-------- Source document
Efavirenz, tenofovir and emtricitabine combined with first-line tuberculosis treatment in tuberculosis–HIV-coinfected Tanzanian patients: a pharmacokinetic and safety study

Hadija H Semvua, Charles M Mtabho, Quirine Fillekes, Jossy van den Boogaard, Riziki M Kisonga, Liberate Mleoh, Arnold Ndaro, Elton R Kisanga, Andre van der Ven, Rob E Aarnoutse, Gibson S Kibiki, Martin J Boeree, David M Burger

Corresponding author name: Hadija H Semvua
Corresponding author e-mail: hadija.semvua@gmail.com

Citation: Antiviral Therapy 2013; 18:105-113
doi: 10.3851/IMP2413

Date accepted: 25 August 2012
Date published online: 05 October 2012

Abstract

Background: To evaluate the effect of rifampicin-based tuberculosis (TB) treatment on the pharmacokinetics of efavirenz/tenofovir/emtricitabine in a fixed-dose combination tablet, and vice versa, in Tanzanian TB–HIV-coinfected patients.
----------------
-------- Supplied information
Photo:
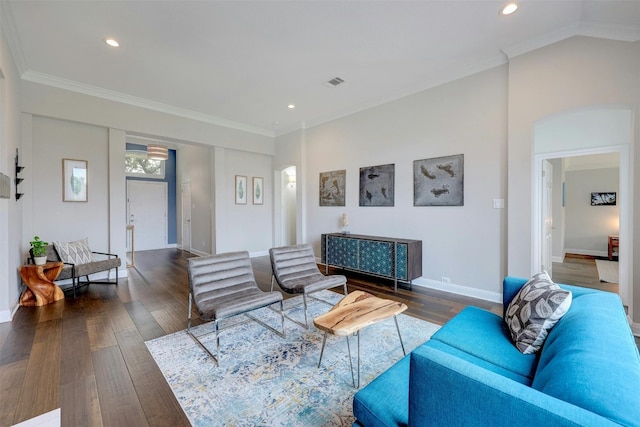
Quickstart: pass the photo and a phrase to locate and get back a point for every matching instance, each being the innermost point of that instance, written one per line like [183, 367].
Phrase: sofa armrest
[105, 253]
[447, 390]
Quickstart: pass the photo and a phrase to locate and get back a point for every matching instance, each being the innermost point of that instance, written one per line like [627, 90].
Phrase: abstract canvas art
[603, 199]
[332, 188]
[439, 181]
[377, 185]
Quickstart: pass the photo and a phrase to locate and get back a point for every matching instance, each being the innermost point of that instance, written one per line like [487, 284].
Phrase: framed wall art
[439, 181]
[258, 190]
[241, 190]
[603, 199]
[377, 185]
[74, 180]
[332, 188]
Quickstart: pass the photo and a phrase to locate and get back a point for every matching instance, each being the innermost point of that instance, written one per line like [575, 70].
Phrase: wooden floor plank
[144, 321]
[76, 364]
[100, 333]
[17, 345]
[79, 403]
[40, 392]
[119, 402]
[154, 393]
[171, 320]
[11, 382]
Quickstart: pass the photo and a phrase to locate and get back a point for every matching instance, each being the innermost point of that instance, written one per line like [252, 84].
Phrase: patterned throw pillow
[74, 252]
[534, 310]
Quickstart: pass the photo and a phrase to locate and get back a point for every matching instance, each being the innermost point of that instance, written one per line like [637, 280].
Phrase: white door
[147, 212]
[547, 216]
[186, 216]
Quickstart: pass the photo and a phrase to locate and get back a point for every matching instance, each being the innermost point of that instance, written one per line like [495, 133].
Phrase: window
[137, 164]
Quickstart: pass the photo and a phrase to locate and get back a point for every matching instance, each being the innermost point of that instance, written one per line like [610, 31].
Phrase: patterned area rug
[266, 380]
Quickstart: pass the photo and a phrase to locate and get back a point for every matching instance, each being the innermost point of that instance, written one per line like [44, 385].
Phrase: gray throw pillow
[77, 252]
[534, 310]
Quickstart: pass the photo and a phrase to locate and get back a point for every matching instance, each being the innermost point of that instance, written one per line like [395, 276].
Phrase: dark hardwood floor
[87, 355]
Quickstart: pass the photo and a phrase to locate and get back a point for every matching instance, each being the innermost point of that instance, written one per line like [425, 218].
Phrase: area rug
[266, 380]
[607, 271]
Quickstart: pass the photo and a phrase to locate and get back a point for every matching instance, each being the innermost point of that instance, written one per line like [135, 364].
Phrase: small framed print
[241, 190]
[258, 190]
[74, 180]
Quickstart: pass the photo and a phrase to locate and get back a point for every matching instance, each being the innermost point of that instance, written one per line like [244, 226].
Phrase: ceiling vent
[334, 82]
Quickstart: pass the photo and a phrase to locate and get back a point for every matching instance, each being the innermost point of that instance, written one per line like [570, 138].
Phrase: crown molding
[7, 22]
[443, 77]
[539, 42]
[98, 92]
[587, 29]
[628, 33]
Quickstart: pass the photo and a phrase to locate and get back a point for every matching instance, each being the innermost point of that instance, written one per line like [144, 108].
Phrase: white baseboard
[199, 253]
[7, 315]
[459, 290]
----------------
-------- Supplied information
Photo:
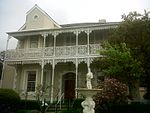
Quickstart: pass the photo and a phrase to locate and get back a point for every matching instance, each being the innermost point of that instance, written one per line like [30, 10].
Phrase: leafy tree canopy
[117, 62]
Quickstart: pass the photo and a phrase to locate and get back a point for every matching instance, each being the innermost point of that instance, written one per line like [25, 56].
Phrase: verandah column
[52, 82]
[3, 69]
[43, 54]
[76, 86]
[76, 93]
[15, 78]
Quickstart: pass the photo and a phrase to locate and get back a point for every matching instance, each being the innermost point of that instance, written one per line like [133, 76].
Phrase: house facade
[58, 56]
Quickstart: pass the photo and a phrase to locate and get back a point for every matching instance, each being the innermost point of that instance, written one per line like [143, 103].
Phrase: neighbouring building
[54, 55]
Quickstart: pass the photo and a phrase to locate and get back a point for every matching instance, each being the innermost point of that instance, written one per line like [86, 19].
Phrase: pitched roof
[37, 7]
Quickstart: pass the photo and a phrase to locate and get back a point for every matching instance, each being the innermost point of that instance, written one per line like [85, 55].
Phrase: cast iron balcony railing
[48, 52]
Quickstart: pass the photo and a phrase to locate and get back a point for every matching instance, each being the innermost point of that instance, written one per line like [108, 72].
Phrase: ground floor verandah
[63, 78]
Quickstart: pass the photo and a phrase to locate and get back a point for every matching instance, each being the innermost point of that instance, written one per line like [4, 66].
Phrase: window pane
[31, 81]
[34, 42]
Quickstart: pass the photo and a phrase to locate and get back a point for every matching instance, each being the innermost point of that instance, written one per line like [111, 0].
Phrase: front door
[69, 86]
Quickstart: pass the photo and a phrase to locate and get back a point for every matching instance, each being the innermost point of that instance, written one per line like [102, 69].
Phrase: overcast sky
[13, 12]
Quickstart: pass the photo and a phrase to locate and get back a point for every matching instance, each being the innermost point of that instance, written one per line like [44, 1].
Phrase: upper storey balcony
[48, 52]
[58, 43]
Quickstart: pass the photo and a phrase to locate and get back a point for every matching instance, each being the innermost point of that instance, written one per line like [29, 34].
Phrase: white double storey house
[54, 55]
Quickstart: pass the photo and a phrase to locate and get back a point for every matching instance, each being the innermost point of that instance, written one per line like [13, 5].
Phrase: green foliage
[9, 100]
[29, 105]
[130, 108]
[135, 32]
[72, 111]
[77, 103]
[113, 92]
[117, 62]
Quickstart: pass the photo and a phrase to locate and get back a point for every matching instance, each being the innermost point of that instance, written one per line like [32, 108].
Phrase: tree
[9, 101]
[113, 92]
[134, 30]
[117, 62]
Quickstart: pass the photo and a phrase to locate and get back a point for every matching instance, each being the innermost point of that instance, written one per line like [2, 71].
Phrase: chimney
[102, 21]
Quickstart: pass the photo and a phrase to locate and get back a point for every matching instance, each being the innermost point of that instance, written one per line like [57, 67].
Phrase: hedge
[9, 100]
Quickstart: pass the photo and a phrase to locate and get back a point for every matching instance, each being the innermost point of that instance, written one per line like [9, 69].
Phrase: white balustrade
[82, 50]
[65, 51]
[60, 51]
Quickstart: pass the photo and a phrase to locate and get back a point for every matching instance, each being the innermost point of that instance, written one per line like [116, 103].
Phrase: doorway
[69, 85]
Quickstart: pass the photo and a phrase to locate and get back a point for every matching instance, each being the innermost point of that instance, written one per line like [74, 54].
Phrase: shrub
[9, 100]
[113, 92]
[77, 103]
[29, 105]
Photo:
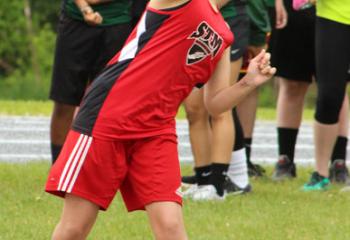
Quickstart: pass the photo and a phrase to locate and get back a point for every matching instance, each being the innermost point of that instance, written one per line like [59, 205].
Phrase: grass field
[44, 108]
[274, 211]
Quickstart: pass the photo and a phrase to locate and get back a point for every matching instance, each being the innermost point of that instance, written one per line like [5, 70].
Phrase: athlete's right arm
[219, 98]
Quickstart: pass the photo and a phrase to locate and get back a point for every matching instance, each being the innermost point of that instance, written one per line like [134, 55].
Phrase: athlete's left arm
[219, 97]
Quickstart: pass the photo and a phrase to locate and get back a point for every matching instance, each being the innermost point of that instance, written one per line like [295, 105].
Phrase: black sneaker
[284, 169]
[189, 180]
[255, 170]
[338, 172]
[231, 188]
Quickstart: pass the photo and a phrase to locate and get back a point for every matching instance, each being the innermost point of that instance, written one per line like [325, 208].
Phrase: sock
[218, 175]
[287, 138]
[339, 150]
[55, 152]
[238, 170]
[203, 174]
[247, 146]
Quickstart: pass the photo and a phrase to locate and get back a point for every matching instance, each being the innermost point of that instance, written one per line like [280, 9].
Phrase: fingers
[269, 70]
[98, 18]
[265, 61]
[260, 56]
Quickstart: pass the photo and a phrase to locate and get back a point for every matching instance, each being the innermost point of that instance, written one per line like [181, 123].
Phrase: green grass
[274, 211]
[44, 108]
----------------
__Work instruction 1__. According to the source document on efavirenz combined with tuberculosis treatment, on what date was the study published online?
__Work instruction 2__. Continue the abstract on efavirenz, tenofovir and emtricitabine with tuberculosis treatment from the point where the text stops.

__Exercise answer 1__. 05 October 2012

__Exercise answer 2__.
Methods: This was a Phase II open-label multiple dose pharmacokinetic and safety study. This study was conducted in TB–HIV-coinfected Tanzanian patients who started TB treatment (rifampicin/isoniazid/pyrazinamide/ethambutol) at week 1 to week 8 and continued with rifampicin and isoniazid for another 16 weeks. Antiretroviral treatment (ART) of efavirenz/tenofovir/emtricitabine in a fixed-dose combination tablet was started at week 4 after initiation of TB treatment. A 24-h pharmacokinetic sampling curve was recorded at week 8 (with TB treatment) and week 28 (ART alone). For TB drugs, blood samples at 2 and 5 h post-dose were taken at week 3 (TB treatment alone) and week 8 (with ART).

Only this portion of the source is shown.